THINGS TO DO —
1. In the article on NFL player health, by what point must each NFL club appoint a pain management specialist?
2. Transcribe the part of the article on NFL player health that opens with the words containing "As for behavioural" and closes with "the coming season.".
3. According to the article on NFL player health, why will the joint pain management committee conduct research?

EXTRACT PROVIDED —
........
The National Football League and the NFL Players Association are putting more resources in place for players’ pain management and behavioural health through new union agreements.

The two parties will be forming a joint pain management committee, with medical experts appointed by both the league and the union, according to a press release. The committee will establish standards for club practices and policies on pain management and relevant use of prescription drugs. It will also be responsible for conducting research to better understand the science of pain management and improve the medical options provided to players, including alternative therapies.

Read: Mental health and substance abuse issues on the rise: survey

In addition, a newly established prescription drug monitoring program will provide the committee with periodic reports, keeping track of all drugs prescribed to players, whether by physicians associated with the NFL or not. Further, each individual NFL club will be required to appoint a pain management specialist before the outset of the 2019 season in September.

As for behavioural and mental-health care, the NFL and the players’ association will form a comprehensive mental health and wellness committee, which will be tasked with developing educational programs on mental health for players, their families and other NFL employees. The committee will also work with local mental health and suicide prevention organizations to reduce related stigmas in the broader community.

Read: Early detection, treatment key to addressing mental disorders

Each NFL team will also retain a behavioural health clinician, who needs to be available to players onsite for a minimum of between eight and 12 hours per week. The clinician will conduct mandatory mental-health educational sessions for players and coaching staff, and will create and conduct mental-health emergency action plan drills implemented in the coming season.
........
Images for object localization —
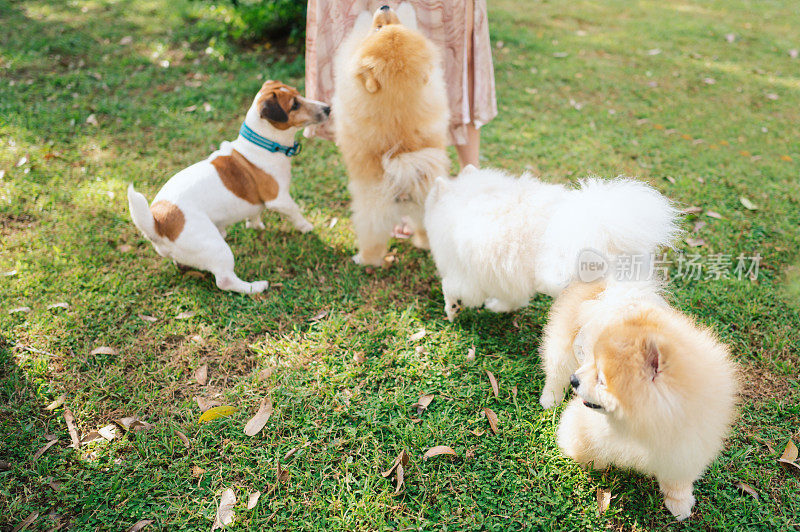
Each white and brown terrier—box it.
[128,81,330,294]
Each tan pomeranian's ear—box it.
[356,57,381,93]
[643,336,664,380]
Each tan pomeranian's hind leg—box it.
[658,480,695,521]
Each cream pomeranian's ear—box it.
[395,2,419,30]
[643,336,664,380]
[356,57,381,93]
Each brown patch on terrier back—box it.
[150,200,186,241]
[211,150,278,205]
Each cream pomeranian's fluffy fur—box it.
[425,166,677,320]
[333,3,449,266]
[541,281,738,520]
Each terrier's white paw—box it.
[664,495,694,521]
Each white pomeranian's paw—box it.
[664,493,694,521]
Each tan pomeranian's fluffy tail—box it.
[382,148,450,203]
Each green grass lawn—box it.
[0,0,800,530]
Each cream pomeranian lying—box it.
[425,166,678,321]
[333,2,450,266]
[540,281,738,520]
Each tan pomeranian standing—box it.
........
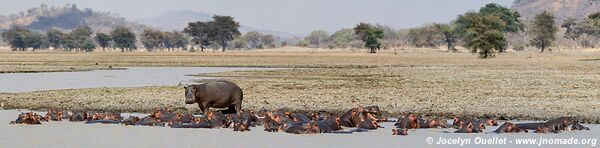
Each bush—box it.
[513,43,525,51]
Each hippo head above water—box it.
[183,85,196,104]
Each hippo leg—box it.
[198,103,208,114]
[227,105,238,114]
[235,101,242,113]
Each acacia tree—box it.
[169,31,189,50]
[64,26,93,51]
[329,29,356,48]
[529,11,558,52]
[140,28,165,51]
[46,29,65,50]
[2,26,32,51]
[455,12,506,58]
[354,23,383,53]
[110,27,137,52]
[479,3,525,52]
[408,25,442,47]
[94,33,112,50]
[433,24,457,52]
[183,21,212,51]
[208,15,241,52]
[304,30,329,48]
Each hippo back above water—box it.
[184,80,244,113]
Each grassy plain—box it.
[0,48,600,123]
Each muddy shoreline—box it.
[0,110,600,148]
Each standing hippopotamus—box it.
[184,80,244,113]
........
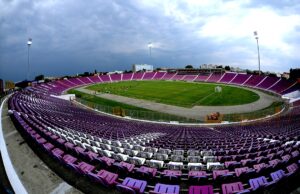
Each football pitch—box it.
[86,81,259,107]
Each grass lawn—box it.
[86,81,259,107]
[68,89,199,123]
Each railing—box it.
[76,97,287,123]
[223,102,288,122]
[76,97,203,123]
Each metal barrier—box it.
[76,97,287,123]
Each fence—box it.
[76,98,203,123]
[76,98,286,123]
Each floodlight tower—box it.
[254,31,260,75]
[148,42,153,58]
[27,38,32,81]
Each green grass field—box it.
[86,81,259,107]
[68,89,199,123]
........
RESULTS —
1. Each club must appoint one before the outset of the 2019 season in September.

2.
As for behavioural and mental-health care, the NFL and the players’ association will form a comprehensive mental health and wellness committee, which will be tasked with developing educational programs on mental health for players, their families and other NFL employees. The committee will also work with local mental health and suicide prevention organizations to reduce related stigmas in the broader community.

Read: Early detection, treatment key to addressing mental disorders

Each NFL team will also retain a behavioural health clinician, who needs to be available to players onsite for a minimum of between eight and 12 hours per week. The clinician will conduct mandatory mental-health educational sessions for players and coaching staff, and will create and conduct mental-health emergency action plan drills implemented in the coming season.

3. The committee will conduct research to better understand the science of pain management. The research is also meant to improve the medical options provided to players, including alternative therapies.